- ACTION ITEM: Everything from the line containing "Could you please indicate the tree" through the last line of the data below should be given again exactly, both end lines included and nothing more.

- EXCERPTED DATA:
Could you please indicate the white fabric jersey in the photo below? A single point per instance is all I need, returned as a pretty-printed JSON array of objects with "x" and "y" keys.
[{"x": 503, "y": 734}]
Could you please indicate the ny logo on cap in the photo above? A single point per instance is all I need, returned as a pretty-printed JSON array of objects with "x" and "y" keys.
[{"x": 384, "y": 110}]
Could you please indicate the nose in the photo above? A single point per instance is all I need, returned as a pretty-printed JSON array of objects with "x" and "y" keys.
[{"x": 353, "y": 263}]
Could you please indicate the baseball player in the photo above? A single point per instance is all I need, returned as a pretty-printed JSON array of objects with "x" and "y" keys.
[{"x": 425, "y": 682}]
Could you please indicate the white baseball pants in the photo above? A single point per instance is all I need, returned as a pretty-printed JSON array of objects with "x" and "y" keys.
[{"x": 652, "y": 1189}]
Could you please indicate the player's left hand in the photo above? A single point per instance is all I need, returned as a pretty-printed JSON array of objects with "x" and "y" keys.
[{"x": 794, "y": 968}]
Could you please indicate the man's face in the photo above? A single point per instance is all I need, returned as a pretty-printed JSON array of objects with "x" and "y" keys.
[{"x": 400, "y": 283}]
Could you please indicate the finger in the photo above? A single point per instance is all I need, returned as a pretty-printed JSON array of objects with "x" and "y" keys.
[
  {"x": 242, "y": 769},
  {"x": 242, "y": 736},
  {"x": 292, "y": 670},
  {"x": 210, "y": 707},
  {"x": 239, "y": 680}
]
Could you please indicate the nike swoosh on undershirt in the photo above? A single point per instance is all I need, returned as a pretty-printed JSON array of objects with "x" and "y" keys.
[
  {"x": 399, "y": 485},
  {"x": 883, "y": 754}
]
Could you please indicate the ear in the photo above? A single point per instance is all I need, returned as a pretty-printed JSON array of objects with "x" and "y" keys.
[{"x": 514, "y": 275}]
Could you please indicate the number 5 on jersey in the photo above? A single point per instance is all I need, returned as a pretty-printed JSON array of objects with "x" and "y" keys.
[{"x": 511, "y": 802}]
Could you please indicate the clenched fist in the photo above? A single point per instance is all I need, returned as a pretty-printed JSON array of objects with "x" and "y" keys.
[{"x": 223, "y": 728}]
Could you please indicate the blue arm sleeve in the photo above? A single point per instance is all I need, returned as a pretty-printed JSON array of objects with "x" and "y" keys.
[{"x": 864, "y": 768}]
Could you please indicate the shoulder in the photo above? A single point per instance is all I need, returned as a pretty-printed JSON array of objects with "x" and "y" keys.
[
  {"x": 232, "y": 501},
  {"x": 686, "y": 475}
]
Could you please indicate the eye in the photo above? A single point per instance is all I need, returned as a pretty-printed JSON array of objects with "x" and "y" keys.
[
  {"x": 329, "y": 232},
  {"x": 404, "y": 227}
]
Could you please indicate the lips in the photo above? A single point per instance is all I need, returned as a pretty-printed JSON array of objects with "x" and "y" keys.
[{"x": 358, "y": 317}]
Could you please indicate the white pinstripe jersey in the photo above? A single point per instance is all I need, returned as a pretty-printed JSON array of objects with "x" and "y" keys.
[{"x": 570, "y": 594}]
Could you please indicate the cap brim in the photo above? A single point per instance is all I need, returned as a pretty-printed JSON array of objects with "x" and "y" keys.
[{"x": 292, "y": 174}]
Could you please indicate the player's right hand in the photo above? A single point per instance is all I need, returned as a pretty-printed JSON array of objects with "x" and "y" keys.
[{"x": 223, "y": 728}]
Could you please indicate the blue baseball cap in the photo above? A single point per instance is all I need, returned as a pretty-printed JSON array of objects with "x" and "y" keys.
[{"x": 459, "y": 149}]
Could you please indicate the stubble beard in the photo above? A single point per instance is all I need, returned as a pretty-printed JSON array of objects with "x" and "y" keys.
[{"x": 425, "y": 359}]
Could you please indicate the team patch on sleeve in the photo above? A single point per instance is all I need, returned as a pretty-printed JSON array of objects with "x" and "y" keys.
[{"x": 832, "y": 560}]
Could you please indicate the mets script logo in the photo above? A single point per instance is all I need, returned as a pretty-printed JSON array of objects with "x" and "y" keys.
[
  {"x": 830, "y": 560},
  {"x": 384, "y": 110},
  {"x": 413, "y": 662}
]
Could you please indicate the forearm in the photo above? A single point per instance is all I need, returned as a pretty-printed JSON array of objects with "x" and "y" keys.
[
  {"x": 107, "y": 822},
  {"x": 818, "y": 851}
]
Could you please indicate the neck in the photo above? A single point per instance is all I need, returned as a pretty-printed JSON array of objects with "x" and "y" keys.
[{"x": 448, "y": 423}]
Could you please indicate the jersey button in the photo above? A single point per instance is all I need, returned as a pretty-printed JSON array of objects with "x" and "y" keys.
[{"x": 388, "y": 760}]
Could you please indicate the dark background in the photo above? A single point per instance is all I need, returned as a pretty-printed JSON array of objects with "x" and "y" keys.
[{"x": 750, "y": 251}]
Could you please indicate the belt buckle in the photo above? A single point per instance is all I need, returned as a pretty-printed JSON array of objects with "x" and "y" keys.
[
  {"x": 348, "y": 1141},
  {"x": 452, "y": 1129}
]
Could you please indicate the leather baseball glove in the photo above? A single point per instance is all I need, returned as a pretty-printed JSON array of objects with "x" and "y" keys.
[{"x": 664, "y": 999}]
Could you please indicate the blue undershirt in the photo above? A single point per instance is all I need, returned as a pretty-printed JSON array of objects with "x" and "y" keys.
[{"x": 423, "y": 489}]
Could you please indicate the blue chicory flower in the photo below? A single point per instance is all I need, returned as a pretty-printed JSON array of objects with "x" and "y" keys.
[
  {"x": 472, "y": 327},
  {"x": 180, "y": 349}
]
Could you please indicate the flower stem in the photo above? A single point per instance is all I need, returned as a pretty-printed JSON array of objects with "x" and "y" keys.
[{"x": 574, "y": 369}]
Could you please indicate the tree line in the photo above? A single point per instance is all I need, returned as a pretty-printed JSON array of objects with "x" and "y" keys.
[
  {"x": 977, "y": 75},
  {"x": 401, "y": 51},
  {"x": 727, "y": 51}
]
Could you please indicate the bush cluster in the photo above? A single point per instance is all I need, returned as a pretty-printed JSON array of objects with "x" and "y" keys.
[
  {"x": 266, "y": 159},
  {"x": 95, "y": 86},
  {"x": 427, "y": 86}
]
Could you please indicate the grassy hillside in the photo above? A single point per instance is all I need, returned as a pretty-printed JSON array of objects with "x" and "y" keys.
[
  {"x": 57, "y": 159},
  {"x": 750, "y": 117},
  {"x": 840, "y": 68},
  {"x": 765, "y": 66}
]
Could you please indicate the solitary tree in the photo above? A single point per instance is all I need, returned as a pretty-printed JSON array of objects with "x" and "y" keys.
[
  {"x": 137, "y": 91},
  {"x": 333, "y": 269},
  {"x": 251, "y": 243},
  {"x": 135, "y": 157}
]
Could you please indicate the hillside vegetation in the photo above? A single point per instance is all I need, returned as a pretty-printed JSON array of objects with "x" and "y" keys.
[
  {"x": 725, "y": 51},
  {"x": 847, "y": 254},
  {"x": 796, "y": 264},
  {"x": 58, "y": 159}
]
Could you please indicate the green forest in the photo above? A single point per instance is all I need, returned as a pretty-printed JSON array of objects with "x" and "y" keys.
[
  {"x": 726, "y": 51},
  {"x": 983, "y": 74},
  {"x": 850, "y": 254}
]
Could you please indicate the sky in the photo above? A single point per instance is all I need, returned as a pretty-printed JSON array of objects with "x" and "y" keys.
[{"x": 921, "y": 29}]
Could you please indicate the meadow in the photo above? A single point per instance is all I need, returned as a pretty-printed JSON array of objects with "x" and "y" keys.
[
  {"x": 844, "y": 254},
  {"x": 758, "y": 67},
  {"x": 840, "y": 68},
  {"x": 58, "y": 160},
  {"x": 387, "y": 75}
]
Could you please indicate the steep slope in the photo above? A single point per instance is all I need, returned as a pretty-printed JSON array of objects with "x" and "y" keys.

- COMPLETED TASK:
Could you please indicate the tree line in the photo above? A single point per instance is all I need, returned as a pretty-printed JSON array of objects with "x" and "y" keys.
[
  {"x": 977, "y": 75},
  {"x": 401, "y": 51},
  {"x": 727, "y": 51}
]
Could you please indicate the bush cluster in the photo above? A single point per instance is all I need, returned as a pretty-printed JSON array of objects with "x" and "y" keys.
[
  {"x": 266, "y": 159},
  {"x": 95, "y": 86},
  {"x": 427, "y": 86}
]
Could you please indicate the grassy hillside in the photo above? A single point per instance is all I need, returned as a pretty-printed JSON array of objects with "x" and "y" keys.
[
  {"x": 57, "y": 159},
  {"x": 750, "y": 117},
  {"x": 840, "y": 68},
  {"x": 765, "y": 66}
]
Could you please indicate the solitary tree in the photo above? A single point per instance is all I need, returned as a pretty-printed JSON array of objects with "x" and "y" keys.
[
  {"x": 137, "y": 91},
  {"x": 333, "y": 269},
  {"x": 251, "y": 243},
  {"x": 135, "y": 157}
]
Could you please indicate the hillside vegetation in the photo above? A single point per instance is all I need, returned as a pretty-printed JSON array of objects with "x" and "y" keys.
[
  {"x": 725, "y": 51},
  {"x": 847, "y": 254},
  {"x": 796, "y": 264},
  {"x": 58, "y": 159}
]
Could you please indicate the green forest in the photo above? A single point per instance is all I need, returned as a pretty-printed JSON array of objects with "x" and "y" keys.
[
  {"x": 726, "y": 51},
  {"x": 983, "y": 74},
  {"x": 850, "y": 254}
]
Could you please indicate the sky in the photo above? A single point per instance is all I need, returned as a pretty-printed JSON array of objects with "x" and "y" keys.
[{"x": 921, "y": 29}]
Could you please indicate the meadow in the photo above? A single point per instance is all I need, returned as a pretty-printed JSON array of objects with "x" and "y" keys.
[
  {"x": 844, "y": 254},
  {"x": 758, "y": 67},
  {"x": 840, "y": 68},
  {"x": 58, "y": 160},
  {"x": 387, "y": 75}
]
Could you please indicate the steep slope in the photo above? A single point per instance is all I need, returned as a pretty-printed JSON array of objects with "x" and "y" keys.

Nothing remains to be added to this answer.